§ EXERCISE OBJECTIVE
Format all of the data below as a numbered list with one line per item, skipping any blank lines and leaving the pictures out.

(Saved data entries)
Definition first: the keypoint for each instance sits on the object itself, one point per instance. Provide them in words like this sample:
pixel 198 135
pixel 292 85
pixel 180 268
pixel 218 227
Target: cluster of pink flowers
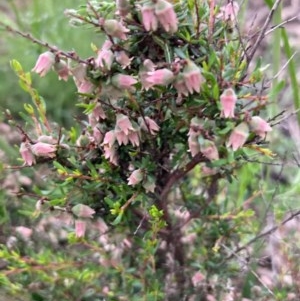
pixel 30 151
pixel 159 12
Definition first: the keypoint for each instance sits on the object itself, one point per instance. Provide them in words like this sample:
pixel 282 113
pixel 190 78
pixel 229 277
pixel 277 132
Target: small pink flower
pixel 193 77
pixel 147 66
pixel 148 125
pixel 44 63
pixel 105 56
pixel 238 136
pixel 109 138
pixel 124 124
pixel 134 138
pixel 111 154
pixel 97 134
pixel 24 232
pixel 122 81
pixel 229 12
pixel 193 143
pixel 26 153
pixel 135 177
pixel 162 77
pixel 115 29
pixel 259 126
pixel 86 87
pixel 166 16
pixel 149 18
pixel 123 7
pixel 228 100
pixel 98 112
pixel 123 59
pixel 209 150
pixel 41 149
pixel 84 211
pixel 104 59
pixel 180 85
pixel 80 228
pixel 61 68
pixel 121 137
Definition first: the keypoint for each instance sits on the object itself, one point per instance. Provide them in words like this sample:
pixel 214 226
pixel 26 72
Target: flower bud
pixel 123 59
pixel 209 149
pixel 166 16
pixel 122 81
pixel 123 7
pixel 115 29
pixel 238 136
pixel 135 177
pixel 41 149
pixel 27 154
pixel 149 18
pixel 259 126
pixel 193 77
pixel 228 100
pixel 148 125
pixel 124 124
pixel 84 211
pixel 162 77
pixel 44 63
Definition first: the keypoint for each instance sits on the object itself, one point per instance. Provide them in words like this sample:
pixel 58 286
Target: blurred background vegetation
pixel 271 187
pixel 46 21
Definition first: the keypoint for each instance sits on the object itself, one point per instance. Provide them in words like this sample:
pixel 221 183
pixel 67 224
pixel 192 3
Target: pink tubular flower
pixel 149 18
pixel 105 56
pixel 147 66
pixel 134 138
pixel 135 177
pixel 238 136
pixel 148 125
pixel 109 138
pixel 123 7
pixel 84 211
pixel 61 68
pixel 259 126
pixel 121 137
pixel 166 16
pixel 124 124
pixel 111 154
pixel 26 153
pixel 80 228
pixel 41 149
pixel 180 85
pixel 162 77
pixel 228 100
pixel 122 81
pixel 86 87
pixel 193 77
pixel 209 150
pixel 24 232
pixel 229 12
pixel 97 134
pixel 123 59
pixel 44 63
pixel 193 143
pixel 115 29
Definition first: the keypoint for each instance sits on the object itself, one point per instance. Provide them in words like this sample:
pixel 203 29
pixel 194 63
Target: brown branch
pixel 54 49
pixel 180 173
pixel 262 32
pixel 263 234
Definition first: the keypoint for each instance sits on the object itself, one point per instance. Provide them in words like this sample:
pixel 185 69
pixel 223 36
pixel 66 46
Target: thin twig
pixel 262 32
pixel 54 49
pixel 263 234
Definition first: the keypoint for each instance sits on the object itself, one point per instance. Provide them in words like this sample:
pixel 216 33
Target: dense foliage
pixel 134 195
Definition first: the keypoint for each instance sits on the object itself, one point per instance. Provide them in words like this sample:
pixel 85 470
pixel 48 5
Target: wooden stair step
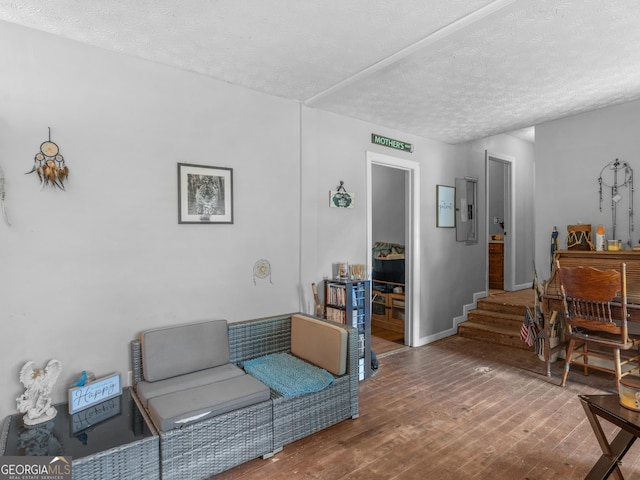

§ FINISHED TASK
1. Definition first: the keypoint for each instance sits on the object itself, one point per instance. Provide them in words like this sample:
2. pixel 198 135
3. pixel 292 85
4. pixel 180 268
5. pixel 218 227
6. Target: cluster of pink flowers
7. pixel 30 151
8. pixel 159 12
9. Definition first: the keypoint for each instance sits on the object itself, one point per instance. Provide them in words like this sample:
10. pixel 282 113
11. pixel 190 78
12. pixel 229 277
13. pixel 277 132
14. Target: small pink flower
15. pixel 193 77
16. pixel 147 66
17. pixel 148 125
18. pixel 44 63
19. pixel 105 56
20. pixel 238 136
21. pixel 109 138
22. pixel 124 124
23. pixel 134 138
24. pixel 111 154
25. pixel 97 134
26. pixel 24 232
27. pixel 122 81
28. pixel 229 12
29. pixel 193 143
30. pixel 26 153
31. pixel 135 177
32. pixel 162 77
33. pixel 115 29
34. pixel 259 126
35. pixel 86 87
36. pixel 166 16
37. pixel 149 18
38. pixel 123 7
39. pixel 228 100
40. pixel 98 112
41. pixel 123 59
42. pixel 209 150
43. pixel 41 149
44. pixel 84 211
45. pixel 104 59
46. pixel 180 85
47. pixel 80 228
48. pixel 61 68
49. pixel 121 137
50. Definition first: the keypoint for each instance sits on the object itself, one point per instance. Provide them in words like this sample:
51. pixel 214 226
52. pixel 26 72
53. Target: flower bud
54. pixel 123 59
55. pixel 209 149
56. pixel 166 16
57. pixel 122 81
58. pixel 123 7
59. pixel 115 29
60. pixel 238 136
61. pixel 135 177
62. pixel 41 149
63. pixel 27 154
64. pixel 149 18
65. pixel 259 126
66. pixel 193 77
67. pixel 228 100
68. pixel 148 125
69. pixel 124 124
70. pixel 84 211
71. pixel 162 77
72. pixel 44 63
73. Definition first: the keypoint for each instance sits on the object itself, one point per instance. Provide them in words like this sample:
74. pixel 58 286
75. Target: blurred background vegetation
76. pixel 271 187
77. pixel 46 21
78. Definition first: the keypoint for each instance sits on the object itself, one point per instance. Provide them in words like this sample:
79. pixel 221 183
80. pixel 67 224
81. pixel 192 3
82. Target: pink tubular flower
83. pixel 149 18
84. pixel 105 56
85. pixel 147 66
86. pixel 134 138
87. pixel 135 177
88. pixel 238 136
89. pixel 148 125
90. pixel 109 138
91. pixel 123 7
92. pixel 84 211
93. pixel 61 68
94. pixel 259 126
95. pixel 121 137
96. pixel 166 16
97. pixel 124 124
98. pixel 111 154
99. pixel 26 153
100. pixel 80 228
101. pixel 41 149
102. pixel 180 85
103. pixel 162 77
104. pixel 228 100
105. pixel 122 81
106. pixel 86 87
107. pixel 193 77
108. pixel 209 150
109. pixel 24 232
110. pixel 229 12
111. pixel 97 134
112. pixel 123 59
113. pixel 44 63
114. pixel 193 143
115. pixel 115 29
116. Definition first: the keypoint for each instance sits on the object itself, one point per instance. Provide them in words like this sample:
117. pixel 203 29
118. pixel 194 63
119. Target: brown branch
120. pixel 54 49
121. pixel 180 173
122. pixel 262 32
123. pixel 263 234
124. Definition first: the keypoint for each instance sits on the object itself, one point per instance. Provide them in words like this sample:
125. pixel 185 69
126. pixel 223 36
127. pixel 66 46
128. Target: thin twig
129. pixel 262 32
130. pixel 54 49
131. pixel 263 234
132. Definition first: the keypoint for each instance sits on the object itself, one point per instance. Provide them in words like this sample:
133. pixel 216 33
134. Target: dense foliage
135. pixel 134 195
136. Definition first: the keypoint for each instance sits on the object itself, one point per instance. Provide them in words like this sample:
137. pixel 85 470
138. pixel 48 5
139. Target: wooden stair step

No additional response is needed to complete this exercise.